#### ASSIGNED TASK
In the records below, find each line with "tree" and copy it.

Collection entries:
----
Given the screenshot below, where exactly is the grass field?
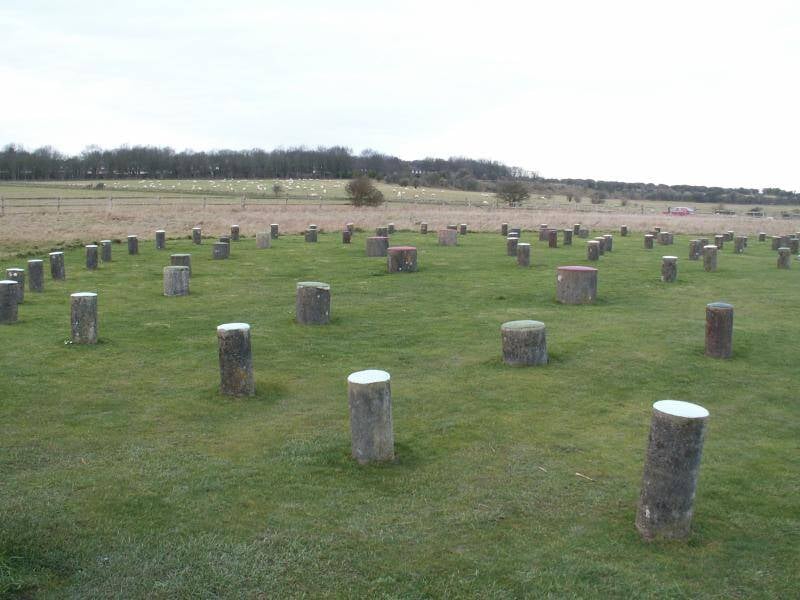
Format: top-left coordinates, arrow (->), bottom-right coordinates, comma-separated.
1,228 -> 798,598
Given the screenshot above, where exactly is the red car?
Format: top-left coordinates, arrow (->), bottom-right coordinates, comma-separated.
664,206 -> 695,216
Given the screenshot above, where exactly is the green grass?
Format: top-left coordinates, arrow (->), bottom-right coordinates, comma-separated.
1,231 -> 798,598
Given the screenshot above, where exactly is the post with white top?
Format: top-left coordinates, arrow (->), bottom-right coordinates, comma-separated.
636,400 -> 709,541
50,252 -> 65,279
661,256 -> 677,282
192,227 -> 202,244
0,280 -> 19,323
127,235 -> 139,255
155,230 -> 166,249
296,282 -> 331,324
163,266 -> 190,296
100,240 -> 112,262
170,253 -> 192,275
5,268 -> 24,303
501,320 -> 547,366
217,323 -> 254,396
85,245 -> 99,270
70,292 -> 98,344
27,260 -> 44,292
348,369 -> 394,464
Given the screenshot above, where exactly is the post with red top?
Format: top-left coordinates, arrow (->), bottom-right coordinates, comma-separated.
556,266 -> 598,304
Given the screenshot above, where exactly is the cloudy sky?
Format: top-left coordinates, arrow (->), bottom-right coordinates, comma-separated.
1,0 -> 798,189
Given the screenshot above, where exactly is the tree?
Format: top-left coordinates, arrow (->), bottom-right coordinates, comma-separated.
495,180 -> 530,206
272,182 -> 283,195
345,176 -> 384,207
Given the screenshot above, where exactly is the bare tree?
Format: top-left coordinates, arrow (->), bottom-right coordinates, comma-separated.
496,180 -> 530,206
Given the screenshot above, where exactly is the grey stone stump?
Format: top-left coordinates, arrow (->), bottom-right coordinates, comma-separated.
790,238 -> 799,254
346,223 -> 355,233
595,237 -> 606,255
578,228 -> 589,238
342,229 -> 352,244
170,253 -> 192,275
155,230 -> 166,249
50,252 -> 65,280
621,225 -> 628,236
661,256 -> 677,282
309,224 -> 318,231
689,240 -> 701,260
348,370 -> 394,464
705,302 -> 733,358
366,236 -> 389,257
501,320 -> 547,366
192,227 -> 202,244
734,236 -> 746,254
758,232 -> 766,242
501,223 -> 508,236
603,234 -> 613,251
714,235 -> 724,250
725,231 -> 734,242
219,235 -> 231,244
587,240 -> 600,261
658,232 -> 669,245
0,280 -> 19,323
438,229 -> 458,246
127,235 -> 138,255
771,236 -> 782,251
703,245 -> 717,272
387,246 -> 418,273
296,282 -> 331,325
270,224 -> 279,238
70,292 -> 98,344
85,245 -> 99,270
6,268 -> 25,303
509,228 -> 521,237
305,229 -> 318,243
27,260 -> 44,293
447,224 -> 458,231
636,400 -> 709,541
217,323 -> 254,396
100,240 -> 112,262
256,232 -> 271,248
563,229 -> 573,245
654,227 -> 661,234
388,223 -> 395,234
376,226 -> 389,237
517,243 -> 531,267
538,225 -> 548,241
459,224 -> 467,235
699,238 -> 709,247
556,266 -> 598,304
573,223 -> 581,235
420,222 -> 428,234
548,229 -> 558,248
777,247 -> 791,269
163,266 -> 190,296
231,225 -> 240,241
507,236 -> 519,257
212,242 -> 229,259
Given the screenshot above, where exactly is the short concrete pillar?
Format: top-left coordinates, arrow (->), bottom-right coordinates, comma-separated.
702,245 -> 717,272
192,227 -> 202,244
387,223 -> 396,234
308,224 -> 318,231
758,232 -> 766,242
501,223 -> 509,236
170,253 -> 191,275
653,227 -> 661,234
387,246 -> 418,273
212,242 -> 229,259
27,260 -> 44,293
127,235 -> 138,255
438,229 -> 458,246
270,224 -> 279,238
644,234 -> 654,249
305,229 -> 318,243
0,280 -> 19,323
556,266 -> 598,304
217,323 -> 254,396
636,400 -> 709,541
376,226 -> 389,237
256,232 -> 271,248
714,234 -> 724,250
689,240 -> 701,260
603,234 -> 613,252
621,225 -> 628,236
5,268 -> 25,303
538,225 -> 548,241
725,231 -> 734,242
70,292 -> 98,344
594,237 -> 606,255
346,223 -> 355,233
517,242 -> 531,267
219,235 -> 231,245
506,236 -> 519,257
587,240 -> 600,261
661,256 -> 677,282
85,245 -> 99,270
789,238 -> 799,254
49,252 -> 65,280
548,229 -> 558,248
733,236 -> 746,254
366,236 -> 389,257
342,229 -> 352,244
501,320 -> 547,366
155,230 -> 166,249
296,282 -> 331,325
446,224 -> 458,231
563,229 -> 573,245
573,223 -> 581,235
699,238 -> 709,247
777,247 -> 791,269
459,223 -> 467,235
420,222 -> 428,234
658,232 -> 669,245
770,236 -> 782,251
163,266 -> 190,296
705,302 -> 733,358
578,228 -> 589,239
100,240 -> 112,262
348,370 -> 394,464
231,225 -> 240,241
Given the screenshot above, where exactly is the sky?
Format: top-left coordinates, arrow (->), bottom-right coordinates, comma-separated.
1,0 -> 798,190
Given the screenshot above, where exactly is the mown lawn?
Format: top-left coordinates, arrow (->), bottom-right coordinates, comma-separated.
1,227 -> 798,598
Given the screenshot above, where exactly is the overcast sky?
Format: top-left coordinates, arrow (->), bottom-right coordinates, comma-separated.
1,0 -> 798,189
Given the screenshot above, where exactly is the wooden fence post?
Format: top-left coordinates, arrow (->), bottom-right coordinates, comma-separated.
241,195 -> 245,209
203,196 -> 207,209
57,196 -> 61,213
1,195 -> 4,216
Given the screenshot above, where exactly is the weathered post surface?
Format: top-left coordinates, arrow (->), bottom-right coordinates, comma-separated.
----
#### SOLUTION TO THIS PROBLEM
Given the screenshot above, where exactly is the tree?
Given the screenshot above, where exactly is the bare tree?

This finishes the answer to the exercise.